● TASK DETAILS:
Answer these about the passage on Ma Li's trip to the North Pole:
(a) From which port did the ship Yamal set out?
(b) On what date did Ma step onto the North Pole?
(c) What did Ma see many people doing in a small town in north Russia?

● SOURCE:

· · ·

Traveling to the Pole
In 2007, Ma Li completed her trip to the North Pole. "Now local residents in the Arctic Circle, including the Inuits and Eskimos, wear the same style clothes as us," she says. "Their lives are not that different from ours. There are cybercafés and supermarkets everywhere." In a small town in north Russia, Ma saw many people sleeping on the side of the roads. "Those people had just got their salary. They keep drinking and playing with women as long as their salaries last. They get back to work when they have no money left."
On July 8, 2007, Ma took a ship called the Yamal from Murmansk in north Russia, heading for the North Pole. "The cracked ice kept hitting the ship. I felt as if I was in an earthquake epicenter," recalls Ma. On July 14, she stepped onto the North Pole. In temperatures of minus 25 degree centigrade, she waved the Chinese national flag and shouted excitedly. Lewis Gordon-Pugh, an adventurer, happened to be traveling with Ma. On their trip he completed a one-kilometer swim in freezing water, at temperatures of minus 1.8 degrees centigrade, breaking the distance record for swimming in such conditions. A few hours later, Ma also jumped into the freezing water. "At that moment I only felt the biting cold on my body, like 10,000 arrows piercing me," she says with a shudder. She claims to be the first Chinese women to have swum at the North Pole.

· · ·

● DATA ROWS:
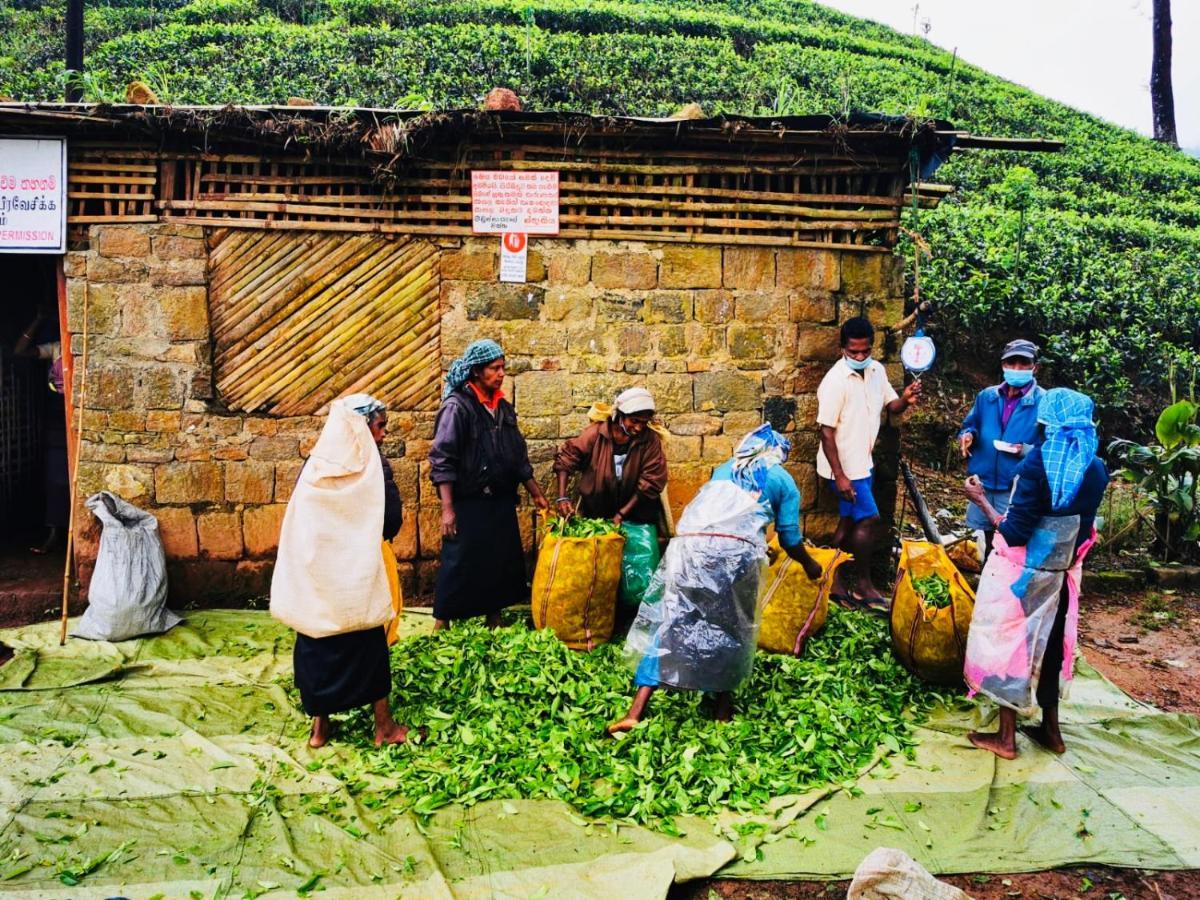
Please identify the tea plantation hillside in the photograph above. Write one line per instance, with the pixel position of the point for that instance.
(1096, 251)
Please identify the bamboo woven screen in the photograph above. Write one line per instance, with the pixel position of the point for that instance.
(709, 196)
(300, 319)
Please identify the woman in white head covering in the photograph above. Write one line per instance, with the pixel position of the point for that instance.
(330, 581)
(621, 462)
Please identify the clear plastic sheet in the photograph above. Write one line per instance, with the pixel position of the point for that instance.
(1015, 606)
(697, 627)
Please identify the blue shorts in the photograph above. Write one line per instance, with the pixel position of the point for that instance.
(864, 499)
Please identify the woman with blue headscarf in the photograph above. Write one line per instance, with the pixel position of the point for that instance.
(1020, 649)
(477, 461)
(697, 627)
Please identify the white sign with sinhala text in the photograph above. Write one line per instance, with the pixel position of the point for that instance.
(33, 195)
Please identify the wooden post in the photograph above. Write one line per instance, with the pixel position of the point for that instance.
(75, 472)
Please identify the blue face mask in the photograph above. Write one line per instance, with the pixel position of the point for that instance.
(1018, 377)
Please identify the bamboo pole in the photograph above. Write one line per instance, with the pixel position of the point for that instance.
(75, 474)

· · ·

● COMPLETE ANSWER:
(a) Murmansk, in north Russia.
(b) July 14, 2007.
(c) Sleeping on the side of the roads.